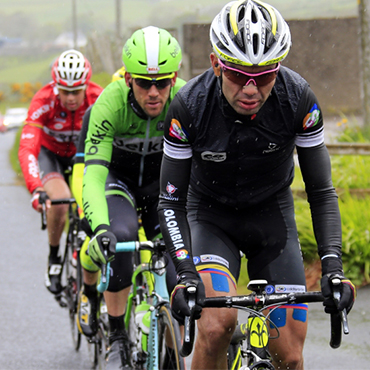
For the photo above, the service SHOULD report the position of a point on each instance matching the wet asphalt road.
(35, 332)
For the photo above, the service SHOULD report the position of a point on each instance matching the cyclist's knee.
(217, 326)
(86, 261)
(292, 360)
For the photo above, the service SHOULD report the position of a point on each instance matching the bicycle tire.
(262, 365)
(168, 328)
(234, 359)
(74, 280)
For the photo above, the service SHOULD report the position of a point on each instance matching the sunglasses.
(147, 82)
(243, 78)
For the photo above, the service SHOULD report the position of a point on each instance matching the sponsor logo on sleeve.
(174, 230)
(214, 258)
(33, 168)
(312, 118)
(182, 254)
(213, 156)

*Stated task*:
Reproduce every record above word for word, leaving out the pictures.

*Finished answer*:
For the photo above, the service SHOULD report the position of a point on each instance matching the wet asphalt road.
(35, 332)
For the photo above, the service SHOULD report the position of a point on each instance matching the cyclist's knee.
(217, 326)
(86, 261)
(292, 360)
For the photo above, the service SHOULD report the position of a point on each instance matching the bicycle tire.
(262, 365)
(168, 328)
(234, 359)
(74, 280)
For the photo above, the service SHOULD report the position of a point on each instance matching the sunglasses.
(147, 82)
(243, 78)
For the photo above, the service SHOULD report the position of a point on each instance matching the sponsor logo on sleeve.
(174, 230)
(214, 258)
(33, 168)
(312, 118)
(182, 254)
(213, 156)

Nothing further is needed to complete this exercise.